◆ PROBLEM DESCRIPTION ◆
Answer these from the forum thread:
(a) About how many mph does the first post say 90 KMH equals?
(b) Which country does the post by killa say has roads that "suck"?
(c) What top speed is given for a U.S. spec '96 Passat TDi?

◆ SOURCE ◆
The speedo says 90 KMH which equals aprox. 56 mph

I have witnessed accidents and this could have not happened at 56 mph. Its just too violent.
There was an accident just like this in my area about 2 weeks ago. A kid was driving way to fast and missed a curve in the road. They hit a tree and the car was split into 3 pieces. All 4 under 25 occupants were killed upon impact and the two in the rear were dismembered. In the accident photos you see massive amounts of blood and even a hand. The car was a 96 Olds. 
I dont care what you all think but that car did NOT spilt apart at 56mph. Those pics were disgusting. Even if it was staged. Makes you think twice about seeing if you can get the speedo all the way round.


----------



## ThatGuy (Jan 28, 2004)

*Re: Worst accident i have ever seen (g60vwr)*

i was just making a comment


----------



## Hardcore VW (Oct 9, 2001)

*Re: Worst accident i have ever seen (vw audi driver)*









Now THAT'S a "Donor" car!!
Whaddaya need?
a Motor?
a Spleen?


----------



## killa (Nov 26, 2000)

*Re: Worst accident i have ever seen (g60vwr)*


_Quote, originally posted by *g60vwr* »_The speedo says 90 KMH which equals aprox. 56 mph
I have witnessed accidents and this could have not happened at 56 mph. Its just too violent.
.

All you know is that the speedo shows 56mph, that dont mean that they werent going faster, do you actually think that the speedo is working fine in those pics? The motor's not even there....
These are true pics beleive it or not, Sh it like that happens all the time in Portugal, roads suck and the people just love to fly.


----------



## dropitlikeitshot (Mar 8, 2004)

*Re: Worst accident i have ever seen (jeffg316)*


_Quote, originally posted by *jeffg316* »_I think hitting a tree at that forsce would have launched the bodies farther than that. One is practically at the point of impact. 

maybe the bodies hit the tree


----------



## cdn_foamer (Mar 8, 2004)

*Re: Worst accident i have ever seen (g60vwr)*



g60vwr said:


> The speedo says 90 KMH which equals aprox. 56 mph
> I think it was 90 mph. If it was 90 kph then 200 kph (which the speedo easily reads) would have laped it once.
> 90 mph at the point of impact, keeping in mind the car hit the tree sideways (skidding sideways on pavement), it was doing at least 110 mph (180 kph) before he lost control of the car.
> Top speed for a U.S spec '96 Passat TDi is 116 mph (with the 90bhp), fast enough to do this much damage. Top speed for a 130bhp A3 Tdi is 126 mph, more than fast enough.
> This was a tragedy, for both the families and the town (according to the report). CE you're a jackoff.


----------



## CE (Jan 21, 2001)

*Re: Worst accident i have ever seen (cdn_foamer)*

and what I say has any meaning or bearing on the outcome of this fake or not, who's the jackoff..Oh, the world weeps. What anybody thinks means nothing, it has no bearing or anything, who's the jackoff, you must be a liberal, oh, let's all fane concern, ain't I so specail, what a tard. A wrecked car who cares, nitwits have been analizing this for weeks, do you people have any other things to do. In the time you tards have been analyzing this Audi built and sold 2,000 more cars, to others, that will wind up in the same condition, who cares...everybody is just so sensitive and caring, what a bunch of FREAKS!!!

Bounding box annotation entries
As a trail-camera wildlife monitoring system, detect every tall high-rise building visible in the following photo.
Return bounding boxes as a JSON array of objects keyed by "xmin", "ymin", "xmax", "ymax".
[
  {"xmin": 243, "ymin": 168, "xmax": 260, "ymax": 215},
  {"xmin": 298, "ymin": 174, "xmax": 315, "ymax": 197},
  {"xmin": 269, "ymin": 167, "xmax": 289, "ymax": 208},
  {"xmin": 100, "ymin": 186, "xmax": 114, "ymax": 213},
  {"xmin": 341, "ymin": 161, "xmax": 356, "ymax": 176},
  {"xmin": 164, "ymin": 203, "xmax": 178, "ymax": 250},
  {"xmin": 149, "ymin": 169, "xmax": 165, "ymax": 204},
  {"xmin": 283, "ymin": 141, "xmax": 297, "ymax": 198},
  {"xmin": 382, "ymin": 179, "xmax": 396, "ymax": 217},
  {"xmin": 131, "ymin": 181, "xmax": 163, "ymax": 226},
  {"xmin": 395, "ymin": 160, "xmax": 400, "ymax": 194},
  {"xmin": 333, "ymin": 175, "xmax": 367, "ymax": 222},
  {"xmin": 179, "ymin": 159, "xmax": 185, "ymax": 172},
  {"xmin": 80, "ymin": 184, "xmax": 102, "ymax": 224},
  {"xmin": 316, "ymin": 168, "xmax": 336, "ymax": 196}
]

◆ SOLUTION TO THIS PROBLEM ◆
(a) About 56 mph.
(b) Portugal.
(c) 116 mph.